=== Records for the task ===
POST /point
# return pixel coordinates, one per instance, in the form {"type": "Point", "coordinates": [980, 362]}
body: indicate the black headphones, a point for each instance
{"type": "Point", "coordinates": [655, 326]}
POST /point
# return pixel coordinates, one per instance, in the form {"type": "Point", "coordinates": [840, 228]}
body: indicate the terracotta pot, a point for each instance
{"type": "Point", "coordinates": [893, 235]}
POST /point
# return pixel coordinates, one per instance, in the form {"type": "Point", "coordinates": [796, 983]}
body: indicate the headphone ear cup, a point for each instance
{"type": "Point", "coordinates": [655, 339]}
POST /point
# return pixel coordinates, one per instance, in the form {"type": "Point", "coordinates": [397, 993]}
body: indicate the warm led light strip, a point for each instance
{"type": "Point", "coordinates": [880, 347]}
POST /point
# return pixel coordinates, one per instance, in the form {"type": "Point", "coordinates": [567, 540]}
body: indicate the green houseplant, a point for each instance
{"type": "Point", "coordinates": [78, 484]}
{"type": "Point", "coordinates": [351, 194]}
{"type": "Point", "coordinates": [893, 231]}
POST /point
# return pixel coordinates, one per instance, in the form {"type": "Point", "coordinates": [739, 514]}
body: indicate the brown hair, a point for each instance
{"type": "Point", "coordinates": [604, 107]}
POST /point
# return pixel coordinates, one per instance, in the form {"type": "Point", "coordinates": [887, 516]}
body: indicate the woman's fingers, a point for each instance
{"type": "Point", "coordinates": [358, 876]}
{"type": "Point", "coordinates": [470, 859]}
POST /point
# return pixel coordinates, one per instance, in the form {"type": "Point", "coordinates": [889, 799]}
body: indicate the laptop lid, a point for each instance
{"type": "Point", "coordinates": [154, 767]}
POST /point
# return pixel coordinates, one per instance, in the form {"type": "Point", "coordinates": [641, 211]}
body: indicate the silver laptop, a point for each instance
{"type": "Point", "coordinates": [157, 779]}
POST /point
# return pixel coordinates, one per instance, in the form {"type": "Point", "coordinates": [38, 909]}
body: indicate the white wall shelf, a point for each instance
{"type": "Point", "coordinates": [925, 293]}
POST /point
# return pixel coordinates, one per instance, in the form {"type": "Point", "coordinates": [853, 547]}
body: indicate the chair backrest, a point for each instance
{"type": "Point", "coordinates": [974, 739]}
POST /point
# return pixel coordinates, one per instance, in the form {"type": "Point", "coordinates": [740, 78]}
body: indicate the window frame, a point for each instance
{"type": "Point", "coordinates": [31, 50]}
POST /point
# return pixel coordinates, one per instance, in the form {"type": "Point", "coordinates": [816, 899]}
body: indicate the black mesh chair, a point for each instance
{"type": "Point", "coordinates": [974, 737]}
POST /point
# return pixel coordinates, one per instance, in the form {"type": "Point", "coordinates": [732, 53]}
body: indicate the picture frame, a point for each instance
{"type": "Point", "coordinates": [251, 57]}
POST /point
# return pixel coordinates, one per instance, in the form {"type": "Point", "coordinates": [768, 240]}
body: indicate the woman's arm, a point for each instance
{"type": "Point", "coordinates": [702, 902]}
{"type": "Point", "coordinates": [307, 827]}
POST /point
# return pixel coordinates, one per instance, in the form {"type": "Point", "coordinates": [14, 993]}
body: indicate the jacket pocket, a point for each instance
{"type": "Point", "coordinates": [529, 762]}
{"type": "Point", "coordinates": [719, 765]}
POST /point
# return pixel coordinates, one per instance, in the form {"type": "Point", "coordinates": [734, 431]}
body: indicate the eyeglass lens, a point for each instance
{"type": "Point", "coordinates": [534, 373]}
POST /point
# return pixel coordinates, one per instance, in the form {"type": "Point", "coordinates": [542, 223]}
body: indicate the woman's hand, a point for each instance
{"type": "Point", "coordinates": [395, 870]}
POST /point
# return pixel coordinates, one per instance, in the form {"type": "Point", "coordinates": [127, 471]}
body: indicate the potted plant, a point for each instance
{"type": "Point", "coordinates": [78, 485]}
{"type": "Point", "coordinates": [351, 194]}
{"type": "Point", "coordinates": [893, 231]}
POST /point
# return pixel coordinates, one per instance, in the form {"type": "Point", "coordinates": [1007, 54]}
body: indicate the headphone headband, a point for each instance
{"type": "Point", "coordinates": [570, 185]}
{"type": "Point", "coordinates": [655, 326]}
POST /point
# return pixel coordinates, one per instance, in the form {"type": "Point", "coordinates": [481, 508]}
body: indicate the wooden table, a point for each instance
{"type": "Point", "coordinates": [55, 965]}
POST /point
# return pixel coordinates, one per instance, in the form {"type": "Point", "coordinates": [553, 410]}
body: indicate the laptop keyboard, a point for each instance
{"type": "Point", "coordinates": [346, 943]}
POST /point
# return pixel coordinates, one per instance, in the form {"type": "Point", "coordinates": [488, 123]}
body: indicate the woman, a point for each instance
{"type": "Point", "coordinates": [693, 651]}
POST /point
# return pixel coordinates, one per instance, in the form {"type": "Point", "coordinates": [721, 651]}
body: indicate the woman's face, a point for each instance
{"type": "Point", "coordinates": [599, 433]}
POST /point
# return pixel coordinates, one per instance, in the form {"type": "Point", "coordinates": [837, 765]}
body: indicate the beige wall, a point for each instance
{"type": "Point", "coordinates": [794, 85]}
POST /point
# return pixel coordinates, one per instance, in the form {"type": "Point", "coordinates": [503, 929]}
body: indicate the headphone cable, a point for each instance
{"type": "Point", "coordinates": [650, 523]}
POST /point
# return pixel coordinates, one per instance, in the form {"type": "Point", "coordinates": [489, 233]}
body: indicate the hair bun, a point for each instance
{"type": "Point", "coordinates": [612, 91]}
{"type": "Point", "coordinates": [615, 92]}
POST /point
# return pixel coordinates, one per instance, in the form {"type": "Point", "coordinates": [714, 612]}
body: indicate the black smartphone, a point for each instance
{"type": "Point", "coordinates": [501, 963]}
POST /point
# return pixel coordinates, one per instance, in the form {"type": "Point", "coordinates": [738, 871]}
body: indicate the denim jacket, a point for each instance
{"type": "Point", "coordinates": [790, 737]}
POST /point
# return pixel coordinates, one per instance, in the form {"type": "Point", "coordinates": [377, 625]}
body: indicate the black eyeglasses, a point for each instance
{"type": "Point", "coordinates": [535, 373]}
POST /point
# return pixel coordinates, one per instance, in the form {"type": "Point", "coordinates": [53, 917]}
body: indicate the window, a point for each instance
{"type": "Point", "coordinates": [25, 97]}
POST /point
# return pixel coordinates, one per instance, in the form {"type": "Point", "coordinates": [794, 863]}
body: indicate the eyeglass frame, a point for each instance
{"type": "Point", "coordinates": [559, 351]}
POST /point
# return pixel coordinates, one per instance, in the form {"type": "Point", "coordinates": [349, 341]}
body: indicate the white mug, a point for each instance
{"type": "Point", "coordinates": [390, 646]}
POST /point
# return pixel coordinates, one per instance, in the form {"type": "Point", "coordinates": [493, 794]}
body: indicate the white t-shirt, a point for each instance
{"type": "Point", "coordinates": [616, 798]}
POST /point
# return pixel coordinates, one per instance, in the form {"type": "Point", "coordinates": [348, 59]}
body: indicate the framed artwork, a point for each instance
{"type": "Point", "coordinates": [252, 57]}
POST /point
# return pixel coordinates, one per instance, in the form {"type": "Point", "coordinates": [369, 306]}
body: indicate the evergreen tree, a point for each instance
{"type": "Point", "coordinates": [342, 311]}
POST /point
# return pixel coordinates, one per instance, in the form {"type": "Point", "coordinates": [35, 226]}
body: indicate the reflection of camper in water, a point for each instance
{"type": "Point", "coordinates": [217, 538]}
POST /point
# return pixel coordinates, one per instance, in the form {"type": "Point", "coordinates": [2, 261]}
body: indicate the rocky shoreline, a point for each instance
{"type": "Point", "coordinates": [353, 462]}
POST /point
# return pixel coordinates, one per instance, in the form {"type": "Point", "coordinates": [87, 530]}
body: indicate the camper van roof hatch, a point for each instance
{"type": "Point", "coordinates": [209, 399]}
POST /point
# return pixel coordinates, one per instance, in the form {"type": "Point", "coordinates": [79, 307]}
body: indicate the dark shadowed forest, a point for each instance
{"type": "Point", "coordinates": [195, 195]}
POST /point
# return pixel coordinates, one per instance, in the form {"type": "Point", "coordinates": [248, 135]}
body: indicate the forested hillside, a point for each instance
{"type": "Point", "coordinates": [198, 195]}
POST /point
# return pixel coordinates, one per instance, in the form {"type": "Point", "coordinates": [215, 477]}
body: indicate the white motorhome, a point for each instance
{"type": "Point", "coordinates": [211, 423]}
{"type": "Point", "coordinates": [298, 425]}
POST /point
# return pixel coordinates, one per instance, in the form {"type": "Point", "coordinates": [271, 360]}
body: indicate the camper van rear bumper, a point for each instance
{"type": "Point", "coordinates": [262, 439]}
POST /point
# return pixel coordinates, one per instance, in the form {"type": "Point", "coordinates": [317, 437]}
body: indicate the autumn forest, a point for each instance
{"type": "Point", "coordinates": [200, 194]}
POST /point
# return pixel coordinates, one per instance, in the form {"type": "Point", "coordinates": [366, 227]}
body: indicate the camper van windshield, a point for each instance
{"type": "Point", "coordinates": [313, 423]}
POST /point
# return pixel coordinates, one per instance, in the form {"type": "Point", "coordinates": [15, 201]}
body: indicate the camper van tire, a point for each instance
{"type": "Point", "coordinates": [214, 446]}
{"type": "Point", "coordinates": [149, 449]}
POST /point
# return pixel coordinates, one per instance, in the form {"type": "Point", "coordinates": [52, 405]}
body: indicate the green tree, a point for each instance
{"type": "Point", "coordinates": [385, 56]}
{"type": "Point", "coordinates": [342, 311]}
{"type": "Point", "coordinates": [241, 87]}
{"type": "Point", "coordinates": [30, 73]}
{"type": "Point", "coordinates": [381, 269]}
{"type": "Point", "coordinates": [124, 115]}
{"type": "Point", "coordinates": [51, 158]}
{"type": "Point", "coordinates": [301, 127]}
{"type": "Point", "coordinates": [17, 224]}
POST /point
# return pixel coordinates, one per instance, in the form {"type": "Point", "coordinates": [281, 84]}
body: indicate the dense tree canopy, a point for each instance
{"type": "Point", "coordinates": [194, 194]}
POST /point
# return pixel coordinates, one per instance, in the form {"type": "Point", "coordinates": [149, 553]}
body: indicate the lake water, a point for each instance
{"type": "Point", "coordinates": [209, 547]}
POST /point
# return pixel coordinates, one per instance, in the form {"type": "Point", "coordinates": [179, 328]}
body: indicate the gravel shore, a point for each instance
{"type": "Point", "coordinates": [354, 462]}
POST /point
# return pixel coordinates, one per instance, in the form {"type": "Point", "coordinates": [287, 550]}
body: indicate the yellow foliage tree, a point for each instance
===
**Task directions:** How many lines of the records above contain the string "jacket"? Reply with the number alone.

**Response to the task:** 2